#### Extracted entries

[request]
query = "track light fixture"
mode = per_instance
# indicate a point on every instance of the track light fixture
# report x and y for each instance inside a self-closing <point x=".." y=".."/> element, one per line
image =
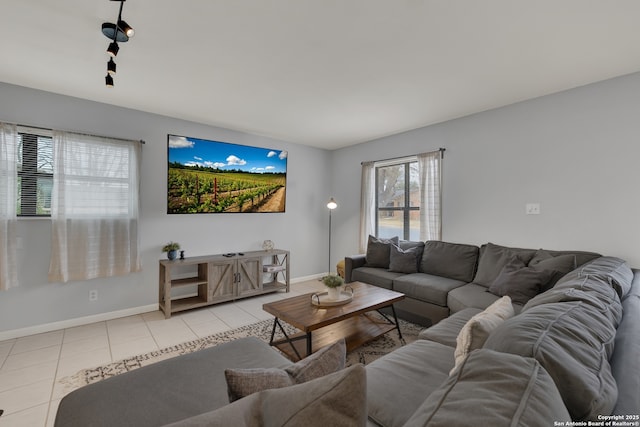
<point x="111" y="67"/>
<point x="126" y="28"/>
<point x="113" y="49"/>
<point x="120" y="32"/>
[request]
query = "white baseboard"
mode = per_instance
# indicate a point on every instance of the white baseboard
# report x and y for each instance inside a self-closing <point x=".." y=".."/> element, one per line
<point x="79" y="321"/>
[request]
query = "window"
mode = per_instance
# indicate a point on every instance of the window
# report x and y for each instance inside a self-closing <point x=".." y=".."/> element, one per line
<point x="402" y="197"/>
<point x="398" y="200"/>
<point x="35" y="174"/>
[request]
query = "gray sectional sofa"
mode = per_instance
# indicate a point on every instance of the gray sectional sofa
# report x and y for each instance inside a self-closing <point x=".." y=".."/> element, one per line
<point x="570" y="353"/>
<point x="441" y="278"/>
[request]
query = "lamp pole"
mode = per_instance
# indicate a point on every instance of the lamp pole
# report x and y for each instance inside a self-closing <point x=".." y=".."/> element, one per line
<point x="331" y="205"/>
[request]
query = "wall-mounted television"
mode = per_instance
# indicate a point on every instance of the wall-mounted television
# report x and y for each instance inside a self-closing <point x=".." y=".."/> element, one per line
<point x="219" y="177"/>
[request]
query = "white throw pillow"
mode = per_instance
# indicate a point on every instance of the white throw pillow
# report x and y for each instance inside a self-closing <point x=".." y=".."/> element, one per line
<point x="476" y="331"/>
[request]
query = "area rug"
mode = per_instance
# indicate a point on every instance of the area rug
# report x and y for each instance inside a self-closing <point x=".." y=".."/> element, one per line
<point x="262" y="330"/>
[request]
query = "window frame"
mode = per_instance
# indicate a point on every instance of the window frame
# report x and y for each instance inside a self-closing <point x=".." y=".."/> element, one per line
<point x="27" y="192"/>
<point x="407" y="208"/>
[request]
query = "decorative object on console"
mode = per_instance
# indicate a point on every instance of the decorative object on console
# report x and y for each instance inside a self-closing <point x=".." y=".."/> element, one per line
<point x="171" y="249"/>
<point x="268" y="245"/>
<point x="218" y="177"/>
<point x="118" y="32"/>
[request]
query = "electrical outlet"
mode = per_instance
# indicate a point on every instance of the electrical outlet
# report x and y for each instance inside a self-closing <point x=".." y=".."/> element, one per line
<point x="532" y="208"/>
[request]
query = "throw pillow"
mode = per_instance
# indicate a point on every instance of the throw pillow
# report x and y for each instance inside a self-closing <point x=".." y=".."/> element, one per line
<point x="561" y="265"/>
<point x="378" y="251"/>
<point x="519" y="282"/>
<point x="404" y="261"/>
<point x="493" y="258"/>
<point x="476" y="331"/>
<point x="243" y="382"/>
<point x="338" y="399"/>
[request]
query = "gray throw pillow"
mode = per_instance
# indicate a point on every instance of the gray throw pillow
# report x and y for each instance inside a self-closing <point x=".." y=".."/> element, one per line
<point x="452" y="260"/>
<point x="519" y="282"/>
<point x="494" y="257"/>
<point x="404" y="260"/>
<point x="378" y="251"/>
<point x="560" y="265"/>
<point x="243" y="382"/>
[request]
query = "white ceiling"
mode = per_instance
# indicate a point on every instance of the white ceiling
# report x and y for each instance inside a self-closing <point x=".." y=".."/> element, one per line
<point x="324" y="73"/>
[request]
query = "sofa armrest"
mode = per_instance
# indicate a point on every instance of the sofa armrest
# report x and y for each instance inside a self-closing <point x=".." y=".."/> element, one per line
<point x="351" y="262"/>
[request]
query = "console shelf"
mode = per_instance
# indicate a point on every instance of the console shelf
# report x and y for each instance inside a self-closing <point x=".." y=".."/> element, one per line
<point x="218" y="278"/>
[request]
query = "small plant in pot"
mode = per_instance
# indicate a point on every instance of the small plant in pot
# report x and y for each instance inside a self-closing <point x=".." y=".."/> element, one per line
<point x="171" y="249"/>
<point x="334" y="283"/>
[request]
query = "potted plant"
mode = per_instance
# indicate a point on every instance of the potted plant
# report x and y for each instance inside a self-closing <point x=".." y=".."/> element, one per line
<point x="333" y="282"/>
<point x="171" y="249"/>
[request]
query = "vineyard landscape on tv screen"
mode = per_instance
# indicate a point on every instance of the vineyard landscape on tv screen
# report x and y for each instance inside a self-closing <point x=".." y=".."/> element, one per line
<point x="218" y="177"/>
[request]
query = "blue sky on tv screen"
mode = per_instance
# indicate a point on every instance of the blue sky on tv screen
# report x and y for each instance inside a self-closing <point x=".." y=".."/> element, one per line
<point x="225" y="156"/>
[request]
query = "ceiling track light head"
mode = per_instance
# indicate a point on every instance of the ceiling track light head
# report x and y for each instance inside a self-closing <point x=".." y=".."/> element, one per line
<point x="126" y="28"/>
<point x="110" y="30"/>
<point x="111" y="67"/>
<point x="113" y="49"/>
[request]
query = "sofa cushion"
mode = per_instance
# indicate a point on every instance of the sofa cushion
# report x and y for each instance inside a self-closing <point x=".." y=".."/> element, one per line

########

*Given problem*: Return the listing above in full and without alteration, excluding its pictures.

*Output below*:
[request]
query = "track light fixture"
mode = per_instance
# indicate a point on every instance of the track light fixture
# report x and y for each instance inside a self-closing <point x=".." y=".."/> element, one per line
image =
<point x="111" y="67"/>
<point x="126" y="28"/>
<point x="113" y="49"/>
<point x="120" y="32"/>
[request]
query = "white baseboard"
mode = per_instance
# indicate a point on every instance of the white baseboard
# report x and y for each instance inside a self-closing <point x=".." y=".."/> element, one per line
<point x="79" y="321"/>
[request]
query = "window"
mode = per_instance
# indicate a point on every instance of the window
# report x and y for each instance inside a self-closing <point x=".." y=".."/> element, one per line
<point x="402" y="197"/>
<point x="398" y="200"/>
<point x="35" y="174"/>
[request]
query = "gray sectional sofa"
mode = per_instance
# indicate a point on every instance of the gray sectional sofa
# report x and y for each instance inside a self-closing <point x=".." y=".."/> element, one per line
<point x="570" y="353"/>
<point x="441" y="278"/>
[request]
query = "lamp pole"
mode = per_instance
# indicate a point on every instance of the lamp pole
# report x and y for each instance inside a self-closing <point x=".." y=".."/> element, one per line
<point x="331" y="205"/>
[request]
query = "wall-mounted television"
mode = per_instance
# indicate a point on every instance of the wall-mounted television
# report x and y for each instance inside a self-closing <point x=".." y=".."/> element, one per line
<point x="219" y="177"/>
[request]
query = "white throw pillow"
mode = per_instance
# indicate a point on every instance of the white throw pillow
# report x and y for each instance inside a self-closing <point x=".." y=".."/> element, one per line
<point x="476" y="331"/>
[request]
query = "area rug"
mode = per_instance
# indicate a point on every instance of the area rug
# report x and y for each instance inside a self-closing <point x=".." y=".."/> element, one per line
<point x="262" y="330"/>
[request]
query = "window frame"
mode = per_instance
# indicate a point on every instance of the window frame
# report x and y for each instance inside a self-closing <point x=".." y=".."/> element, one per line
<point x="27" y="192"/>
<point x="407" y="208"/>
[request]
query = "decorative object on console"
mode = per_instance
# indicate a point on every instance of the decorative object on console
# report x and y for each instance inside a self-closing <point x=".." y=".."/> element, one per line
<point x="171" y="249"/>
<point x="268" y="245"/>
<point x="218" y="177"/>
<point x="118" y="32"/>
[request]
query = "electrical outlet"
mode = per_instance
# indicate a point on every instance of the electrical outlet
# report x and y for each instance inside a self-closing <point x=".." y=".."/> element, one per line
<point x="532" y="208"/>
[request]
query = "throw pillow"
mode = per_instance
# indicate a point on every instance of the throw pillow
# report x and y for each instance inside a self-closing <point x=".." y=".."/> element, one per line
<point x="561" y="265"/>
<point x="378" y="251"/>
<point x="519" y="282"/>
<point x="404" y="261"/>
<point x="493" y="258"/>
<point x="476" y="331"/>
<point x="243" y="382"/>
<point x="338" y="399"/>
[request]
query = "gray throw pillow"
mode = per_instance
# indicate a point on every instance of the gray throw pillow
# report x and y for each instance inside a self-closing <point x=".." y=".."/> element, one per line
<point x="452" y="260"/>
<point x="519" y="282"/>
<point x="494" y="257"/>
<point x="404" y="260"/>
<point x="378" y="251"/>
<point x="560" y="265"/>
<point x="243" y="382"/>
[request]
query = "white ceiling"
mode = per_instance
# indicate a point on every instance of the white ceiling
# report x and y for each instance inside a self-closing <point x=".." y=".."/> element, one per line
<point x="324" y="73"/>
[request]
query = "sofa armrest"
mode = per_instance
# indicate a point on every instance of the sofa armrest
# report x and y for each instance inside a self-closing <point x=".." y=".."/> element, one per line
<point x="351" y="262"/>
[request]
query = "console shelf"
mode = per_instance
# indicate a point on every instance of the console shelf
# report x and y for each instance inside a self-closing <point x=".." y=".."/> element, one per line
<point x="218" y="278"/>
[request]
query = "small plant in pot"
mode = per_instance
# indicate a point on every instance of the small plant in pot
# report x and y for each instance inside a self-closing <point x=".." y=".."/> element, one per line
<point x="171" y="249"/>
<point x="334" y="283"/>
[request]
query = "potted plant"
mode = per_instance
# indicate a point on every instance of the potted plant
# report x and y for each instance inside a self-closing <point x=".." y=".."/> element, one per line
<point x="333" y="282"/>
<point x="171" y="249"/>
[request]
query = "vineyard landscape on tv screen"
mode = per_instance
# indicate a point on every instance of the vineyard landscape on tv screen
# report x and y for each instance inside a self-closing <point x=".." y=".."/> element, one per line
<point x="218" y="177"/>
[request]
query = "blue sky on tv screen"
mode = per_instance
# indicate a point on every instance of the blue sky on tv screen
# report x and y for each instance inside a self-closing <point x=".." y=".."/> element, one per line
<point x="225" y="156"/>
[request]
query = "ceiling track light head"
mode = per_instance
# indicate a point on every instance of the ceiling track light head
# report x and y for each instance inside a self-closing <point x=".." y=".."/> element, one per line
<point x="126" y="28"/>
<point x="110" y="30"/>
<point x="111" y="67"/>
<point x="113" y="49"/>
[request]
query = "sofa cushion"
mode = per_instance
# indicate a point on every instance of the sofa cushion
# report x and y for each instance inside a self-closing <point x=".." y=".."/> element, one per line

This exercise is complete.